> WHAT YOU NEED TO DO
Copy out every line of the material below that contains the word "water".

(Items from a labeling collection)
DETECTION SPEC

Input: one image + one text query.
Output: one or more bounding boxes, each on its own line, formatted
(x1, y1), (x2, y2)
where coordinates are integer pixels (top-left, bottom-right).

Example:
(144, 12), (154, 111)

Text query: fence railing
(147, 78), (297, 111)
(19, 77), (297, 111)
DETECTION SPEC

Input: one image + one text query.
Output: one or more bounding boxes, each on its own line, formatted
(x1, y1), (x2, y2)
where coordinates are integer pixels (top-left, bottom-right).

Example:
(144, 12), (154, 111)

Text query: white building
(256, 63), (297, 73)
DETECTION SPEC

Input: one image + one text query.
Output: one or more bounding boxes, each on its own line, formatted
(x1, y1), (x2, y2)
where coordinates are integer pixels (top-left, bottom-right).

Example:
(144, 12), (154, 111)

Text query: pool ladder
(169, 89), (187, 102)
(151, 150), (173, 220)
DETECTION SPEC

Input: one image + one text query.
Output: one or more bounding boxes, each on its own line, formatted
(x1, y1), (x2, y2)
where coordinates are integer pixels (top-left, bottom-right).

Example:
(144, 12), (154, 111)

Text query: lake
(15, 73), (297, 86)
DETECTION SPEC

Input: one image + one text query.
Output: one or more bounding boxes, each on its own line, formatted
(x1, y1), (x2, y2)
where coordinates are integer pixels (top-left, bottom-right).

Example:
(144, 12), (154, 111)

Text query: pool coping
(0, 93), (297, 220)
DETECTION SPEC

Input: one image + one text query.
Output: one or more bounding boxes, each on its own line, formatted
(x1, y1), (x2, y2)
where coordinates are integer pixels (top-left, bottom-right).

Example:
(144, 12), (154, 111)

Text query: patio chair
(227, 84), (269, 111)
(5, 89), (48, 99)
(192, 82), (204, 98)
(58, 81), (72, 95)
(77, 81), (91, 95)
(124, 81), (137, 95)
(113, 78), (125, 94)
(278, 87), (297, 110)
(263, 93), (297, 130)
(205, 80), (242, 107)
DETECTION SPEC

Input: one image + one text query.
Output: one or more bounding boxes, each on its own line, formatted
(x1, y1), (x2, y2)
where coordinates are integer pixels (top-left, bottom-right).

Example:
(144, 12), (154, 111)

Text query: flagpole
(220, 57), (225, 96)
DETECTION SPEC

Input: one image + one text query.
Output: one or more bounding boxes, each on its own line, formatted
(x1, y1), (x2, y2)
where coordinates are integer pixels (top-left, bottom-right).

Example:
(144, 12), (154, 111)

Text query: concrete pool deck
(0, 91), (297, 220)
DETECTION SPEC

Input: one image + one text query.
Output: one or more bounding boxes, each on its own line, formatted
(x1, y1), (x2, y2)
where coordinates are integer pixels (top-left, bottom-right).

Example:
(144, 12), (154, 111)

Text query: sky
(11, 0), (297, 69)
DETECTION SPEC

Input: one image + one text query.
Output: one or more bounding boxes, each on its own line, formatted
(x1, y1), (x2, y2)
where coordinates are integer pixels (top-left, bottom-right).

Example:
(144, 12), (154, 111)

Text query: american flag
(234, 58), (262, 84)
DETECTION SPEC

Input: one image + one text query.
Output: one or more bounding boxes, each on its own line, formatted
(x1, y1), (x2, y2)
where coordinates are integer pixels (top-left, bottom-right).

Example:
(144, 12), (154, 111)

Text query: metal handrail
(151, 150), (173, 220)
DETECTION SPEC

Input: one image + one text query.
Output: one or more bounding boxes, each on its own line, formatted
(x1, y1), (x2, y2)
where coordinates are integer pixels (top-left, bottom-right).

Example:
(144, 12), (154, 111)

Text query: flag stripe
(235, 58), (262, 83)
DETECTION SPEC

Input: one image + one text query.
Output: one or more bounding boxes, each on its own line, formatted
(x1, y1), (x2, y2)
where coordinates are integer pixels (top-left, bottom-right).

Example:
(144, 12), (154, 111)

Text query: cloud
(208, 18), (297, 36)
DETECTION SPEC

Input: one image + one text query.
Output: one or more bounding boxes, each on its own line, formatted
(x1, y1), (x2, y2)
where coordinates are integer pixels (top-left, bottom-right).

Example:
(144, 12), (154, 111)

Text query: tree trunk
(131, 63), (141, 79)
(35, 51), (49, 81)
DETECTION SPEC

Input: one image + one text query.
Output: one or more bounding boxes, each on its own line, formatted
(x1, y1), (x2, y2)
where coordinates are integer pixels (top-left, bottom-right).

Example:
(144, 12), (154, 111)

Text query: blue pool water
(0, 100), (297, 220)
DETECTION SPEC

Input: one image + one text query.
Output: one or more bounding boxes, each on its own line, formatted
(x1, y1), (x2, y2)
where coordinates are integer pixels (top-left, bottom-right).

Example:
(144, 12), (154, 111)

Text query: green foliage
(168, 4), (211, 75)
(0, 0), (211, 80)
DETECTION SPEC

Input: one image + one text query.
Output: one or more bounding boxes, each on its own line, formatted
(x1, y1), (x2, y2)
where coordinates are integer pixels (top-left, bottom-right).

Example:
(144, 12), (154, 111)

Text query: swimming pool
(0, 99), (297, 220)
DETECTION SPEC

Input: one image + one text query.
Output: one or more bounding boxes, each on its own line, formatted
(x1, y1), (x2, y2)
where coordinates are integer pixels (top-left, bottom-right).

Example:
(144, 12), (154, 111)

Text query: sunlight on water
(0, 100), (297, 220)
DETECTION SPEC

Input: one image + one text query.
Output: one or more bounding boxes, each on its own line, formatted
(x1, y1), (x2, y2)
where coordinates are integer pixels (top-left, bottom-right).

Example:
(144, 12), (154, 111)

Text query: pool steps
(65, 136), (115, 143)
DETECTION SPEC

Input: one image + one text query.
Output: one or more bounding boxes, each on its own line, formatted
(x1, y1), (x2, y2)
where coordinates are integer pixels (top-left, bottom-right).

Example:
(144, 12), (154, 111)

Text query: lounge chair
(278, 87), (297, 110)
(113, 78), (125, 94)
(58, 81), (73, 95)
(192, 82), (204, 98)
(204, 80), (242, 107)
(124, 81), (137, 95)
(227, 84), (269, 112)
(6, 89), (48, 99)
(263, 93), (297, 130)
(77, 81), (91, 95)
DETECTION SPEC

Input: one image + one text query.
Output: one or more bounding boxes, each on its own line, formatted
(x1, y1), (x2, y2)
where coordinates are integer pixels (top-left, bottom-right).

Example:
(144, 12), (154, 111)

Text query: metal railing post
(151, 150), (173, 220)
==
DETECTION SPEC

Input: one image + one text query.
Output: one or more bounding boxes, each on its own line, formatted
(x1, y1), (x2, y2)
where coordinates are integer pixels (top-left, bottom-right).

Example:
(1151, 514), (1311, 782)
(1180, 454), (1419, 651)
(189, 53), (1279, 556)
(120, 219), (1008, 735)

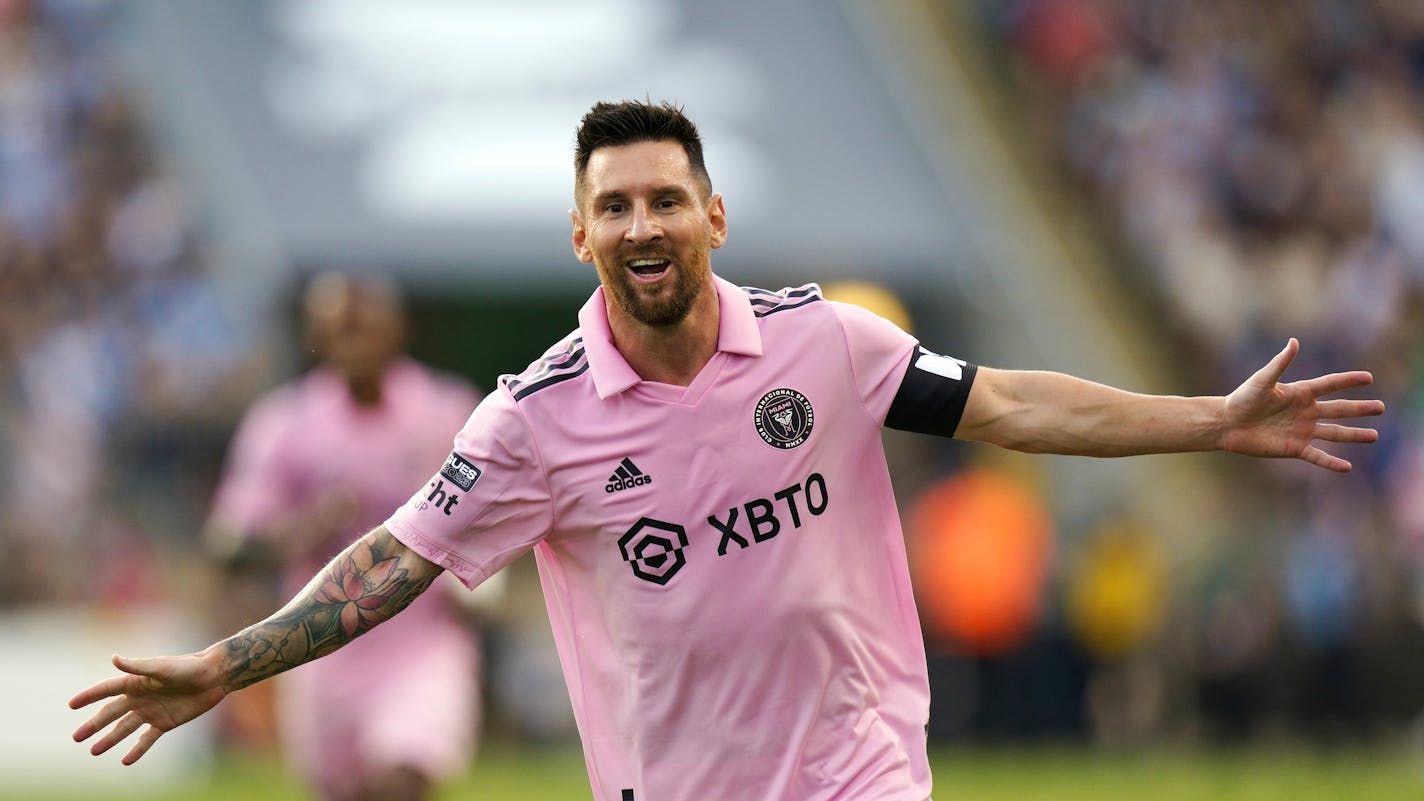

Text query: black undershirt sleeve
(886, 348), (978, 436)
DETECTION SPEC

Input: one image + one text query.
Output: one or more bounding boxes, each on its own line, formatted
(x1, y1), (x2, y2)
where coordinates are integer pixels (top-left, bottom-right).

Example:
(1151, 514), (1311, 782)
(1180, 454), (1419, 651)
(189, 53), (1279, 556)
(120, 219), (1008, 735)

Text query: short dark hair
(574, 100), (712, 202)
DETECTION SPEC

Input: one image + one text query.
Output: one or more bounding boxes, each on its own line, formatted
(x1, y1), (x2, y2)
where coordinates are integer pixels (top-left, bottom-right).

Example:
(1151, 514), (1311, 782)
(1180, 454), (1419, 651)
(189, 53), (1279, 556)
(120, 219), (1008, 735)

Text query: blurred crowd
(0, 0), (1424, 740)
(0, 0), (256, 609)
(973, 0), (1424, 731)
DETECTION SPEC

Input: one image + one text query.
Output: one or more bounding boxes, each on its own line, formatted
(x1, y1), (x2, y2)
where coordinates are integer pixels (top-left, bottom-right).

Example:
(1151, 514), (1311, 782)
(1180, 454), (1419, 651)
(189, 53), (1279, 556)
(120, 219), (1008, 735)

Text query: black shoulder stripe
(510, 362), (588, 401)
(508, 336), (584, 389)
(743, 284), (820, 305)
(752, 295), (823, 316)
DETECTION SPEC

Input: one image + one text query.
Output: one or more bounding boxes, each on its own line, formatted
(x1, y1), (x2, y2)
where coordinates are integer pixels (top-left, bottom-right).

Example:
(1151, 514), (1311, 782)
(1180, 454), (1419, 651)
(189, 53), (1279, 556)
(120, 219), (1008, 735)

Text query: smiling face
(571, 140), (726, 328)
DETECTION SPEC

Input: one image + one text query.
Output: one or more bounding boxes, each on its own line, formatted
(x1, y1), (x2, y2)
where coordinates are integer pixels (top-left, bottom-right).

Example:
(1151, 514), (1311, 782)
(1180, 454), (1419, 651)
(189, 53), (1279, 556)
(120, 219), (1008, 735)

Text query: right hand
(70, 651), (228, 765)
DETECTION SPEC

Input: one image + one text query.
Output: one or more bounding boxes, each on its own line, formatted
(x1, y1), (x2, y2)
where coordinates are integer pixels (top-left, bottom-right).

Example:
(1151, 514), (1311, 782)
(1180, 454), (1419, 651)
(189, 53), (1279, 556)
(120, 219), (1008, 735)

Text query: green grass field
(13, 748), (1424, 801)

> COMPLETE RESPONSE
Text query: blue pool water
Text query: sunlight on water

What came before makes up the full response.